• TEXT SECTION:
- - - - - - -

On the BC May long weekend, hubby and I hit the road and got as far as Grand Forks on Friday. We got a bit of a later start, and the traffic was as horrendous as you can imagine getting through the heavily populated areas. So Grand Forks was far enough.

We stopped in Hedley to see family and I got hugs from two young sorta-cousins, a sorta-uncle, my closest sorta-cousin, and her husband. I missed my closest sorta-cousin's sister (also my closest sorta-cousin - the two of them are kind of a set) because she was out on a ride somewhere. That will be the last time we see the sorta-uncle in downtown Hedley because they're moving this week, if they haven't moved already. So happy for them!

It was sunny and lovely in Hedley on Friday. We left, and planned to stop for dinner in Osoyoos. We had the dog with us, so after some discussion, decided to pick up Subway and eat it by the lake. It was really windy and not warm, so we ate in the car pointing at the lake. Hubby saw a lynx (he thinks) and a brown bear of some kind somewhere around the Rock Creek area.

On Saturday morning, we got up, packed up and drove past Christina Lake and down to Rossland for breakfast. On the way, we stopped at this sign:

Then we stopped at the outdoor section of a Rossland museum. It was raining, but just lightly. Lots o' pictures here.

Then we had breakfast at Clansey's in Rossland and it was really, really good. After that, we drove through Warfield, and on the way down from Warfield to Trail, you go under two train overpasses. At one of them, you see the Tunnel Pub on one side of the road and this tunnel on the other side. It doesn't go anywhere and we don't know what it's left over from, but it was a nice place to stop and have a look. While we were there, a train went overhead to Teck, carrying anhydrous ammonia for the fertilizer operation.

- - - - - - -

• PROVIDED RECORDS:
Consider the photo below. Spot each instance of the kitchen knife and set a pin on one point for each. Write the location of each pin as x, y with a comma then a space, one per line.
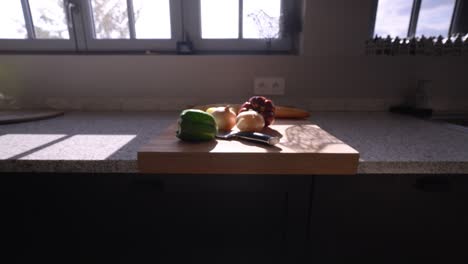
251, 136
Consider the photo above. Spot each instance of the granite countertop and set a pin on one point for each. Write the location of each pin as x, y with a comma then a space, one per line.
107, 142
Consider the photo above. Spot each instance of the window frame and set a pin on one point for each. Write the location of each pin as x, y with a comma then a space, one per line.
31, 43
192, 21
185, 18
414, 19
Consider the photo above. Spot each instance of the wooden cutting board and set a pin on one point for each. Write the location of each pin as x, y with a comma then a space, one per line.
19, 116
304, 149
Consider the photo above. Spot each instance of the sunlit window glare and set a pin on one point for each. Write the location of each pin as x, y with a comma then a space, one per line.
393, 18
49, 19
12, 25
261, 18
152, 19
220, 19
110, 19
82, 147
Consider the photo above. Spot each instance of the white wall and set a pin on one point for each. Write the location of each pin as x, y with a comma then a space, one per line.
330, 74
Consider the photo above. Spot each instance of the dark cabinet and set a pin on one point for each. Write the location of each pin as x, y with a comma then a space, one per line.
389, 219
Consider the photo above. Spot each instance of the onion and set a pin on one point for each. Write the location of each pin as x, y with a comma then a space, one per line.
250, 121
224, 116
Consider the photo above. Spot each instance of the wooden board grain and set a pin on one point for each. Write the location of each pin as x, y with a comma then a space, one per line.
304, 149
20, 116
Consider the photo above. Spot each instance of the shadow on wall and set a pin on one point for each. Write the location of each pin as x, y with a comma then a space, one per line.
81, 136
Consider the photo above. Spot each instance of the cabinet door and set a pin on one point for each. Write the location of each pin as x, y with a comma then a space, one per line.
384, 219
65, 218
174, 224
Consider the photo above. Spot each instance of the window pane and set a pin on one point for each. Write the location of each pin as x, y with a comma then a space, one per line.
152, 19
435, 17
12, 24
261, 18
49, 19
220, 19
393, 17
110, 19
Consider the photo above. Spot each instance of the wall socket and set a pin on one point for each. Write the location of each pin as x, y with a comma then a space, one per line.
269, 86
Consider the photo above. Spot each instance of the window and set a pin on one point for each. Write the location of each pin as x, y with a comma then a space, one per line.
142, 25
409, 18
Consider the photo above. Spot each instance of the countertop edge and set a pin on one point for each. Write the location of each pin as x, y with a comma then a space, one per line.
130, 166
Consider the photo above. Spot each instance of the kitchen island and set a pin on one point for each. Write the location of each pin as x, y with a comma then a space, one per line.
109, 142
73, 191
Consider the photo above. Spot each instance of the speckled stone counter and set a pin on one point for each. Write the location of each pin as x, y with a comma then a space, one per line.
98, 142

- - - - - - -

• REQUIRED WORK:
(1) In the road-trip text, where did the couple eat breakfast on Saturday?
(2) Summarize the road-trip text in two sentences.

• FINAL ANSWERS:
(1) At Clansey's in Rossland.

(2) On the BC May long weekend, the writer and the writer's husband drove as far as Grand Forks on Friday, stopping in Hedley to see family and eating Subway in the car by the lake in Osoyoos. On Saturday they drove past Christina Lake to Rossland, visited the outdoor section of a museum and had breakfast at Clansey's, then stopped at a tunnel between Warfield and Trail while a train carrying anhydrous ammonia passed overhead.